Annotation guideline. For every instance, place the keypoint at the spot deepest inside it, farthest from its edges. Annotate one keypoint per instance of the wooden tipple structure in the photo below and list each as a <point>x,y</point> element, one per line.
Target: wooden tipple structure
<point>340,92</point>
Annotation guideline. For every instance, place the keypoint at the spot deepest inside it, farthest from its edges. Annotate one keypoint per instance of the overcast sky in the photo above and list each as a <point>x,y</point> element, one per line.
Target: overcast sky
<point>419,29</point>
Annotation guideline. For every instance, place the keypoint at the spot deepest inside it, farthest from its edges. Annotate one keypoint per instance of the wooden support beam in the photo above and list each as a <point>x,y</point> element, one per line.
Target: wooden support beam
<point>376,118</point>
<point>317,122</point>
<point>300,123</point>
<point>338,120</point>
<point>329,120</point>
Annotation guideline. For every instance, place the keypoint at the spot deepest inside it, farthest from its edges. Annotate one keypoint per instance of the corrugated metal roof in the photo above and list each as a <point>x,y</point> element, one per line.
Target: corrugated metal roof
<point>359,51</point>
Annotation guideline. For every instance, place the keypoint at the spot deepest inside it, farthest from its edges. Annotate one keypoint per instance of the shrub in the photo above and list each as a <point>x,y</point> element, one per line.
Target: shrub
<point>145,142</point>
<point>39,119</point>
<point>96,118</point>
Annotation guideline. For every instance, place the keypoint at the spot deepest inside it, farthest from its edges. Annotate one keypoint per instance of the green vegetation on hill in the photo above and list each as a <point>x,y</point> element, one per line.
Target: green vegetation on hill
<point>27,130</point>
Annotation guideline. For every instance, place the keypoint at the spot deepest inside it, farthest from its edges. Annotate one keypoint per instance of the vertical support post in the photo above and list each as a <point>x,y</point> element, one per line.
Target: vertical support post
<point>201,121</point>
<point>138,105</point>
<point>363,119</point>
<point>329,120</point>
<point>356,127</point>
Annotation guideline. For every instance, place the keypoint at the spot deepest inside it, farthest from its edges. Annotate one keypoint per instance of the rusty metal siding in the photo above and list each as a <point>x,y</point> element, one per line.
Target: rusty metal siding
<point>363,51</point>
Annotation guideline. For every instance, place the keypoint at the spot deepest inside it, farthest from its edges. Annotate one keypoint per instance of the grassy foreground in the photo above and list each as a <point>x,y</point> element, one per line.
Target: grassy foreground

=-=-=

__Directions for this task__
Set out every line of the records above as a numbered list, one line per item, and leave out any blank lines.

__The response__
1. Annotation guideline. For every instance, place the keypoint at the spot deepest inside it, farthest from its edges. Annotate one keypoint per instance of the wooden tipple structure in the photo below and list each as a <point>x,y</point> element, one per line.
2. Target: wooden tipple structure
3. <point>340,92</point>
4. Annotation guideline. For every instance, place the keypoint at the spot deepest inside it, farthest from its edges. Annotate one keypoint per instance of the overcast sky in the photo above and list each as a <point>x,y</point> element, one per line.
5. Target: overcast sky
6. <point>419,29</point>
7. Annotation guideline. For every instance, place the keypoint at the spot deepest inside it, farthest from its edges. Annotate one keypoint per instance of the wooden support beam in the photo above and list each as a <point>x,y</point> element, one per line.
8. Target: wooden support beam
9. <point>376,118</point>
10. <point>317,122</point>
11. <point>300,123</point>
12. <point>338,120</point>
13. <point>329,120</point>
14. Annotation guideline. For every instance, place the keypoint at the spot deepest inside it, farthest from its edges. Annotate one keypoint per instance of the corrugated metal roof in the photo above and list each as a <point>x,y</point> element, one per line.
15. Target: corrugated metal roof
16. <point>359,51</point>
17. Annotation guideline. For every instance, place the keypoint at the spot deepest inside it, farthest from its edges. Annotate one keypoint per instance of the shrub in the photo above and list each as a <point>x,y</point> element, one per line.
18. Target: shrub
19. <point>145,142</point>
20. <point>39,119</point>
21. <point>96,118</point>
22. Annotation guideline. For every instance, place the keypoint at the spot deepest inside it, farthest from its edges. Annotate one keypoint per instance of the green vegetation on hill in the photo above and list each as a <point>x,y</point> element, one per line.
23. Target: green vegetation on hill
24. <point>27,130</point>
25. Annotation guideline. For every instance, place the keypoint at the spot deepest inside it, farthest from its edges. Annotate one keypoint per instance of the vertical support post in the photo above and list each as a <point>x,y</point> element, one per line.
26. Target: vertical support post
27. <point>201,121</point>
28. <point>138,105</point>
29. <point>363,119</point>
30. <point>329,120</point>
31. <point>356,127</point>
32. Annotation guideline. For every instance, place the keypoint at the spot deepest inside it, farthest from its edges. Annotate one keypoint per instance of the rusty metal siding in the photo above and list each as a <point>x,y</point> element, one per line.
33. Target: rusty metal siding
34. <point>363,51</point>
35. Annotation guideline. For every instance, place the keypoint at the spot deepest inside it, farthest from its edges. Annotate one keypoint per instance of the grassy foreground in the photo above and list each as a <point>x,y</point> element, one per line.
36. Target: grassy foreground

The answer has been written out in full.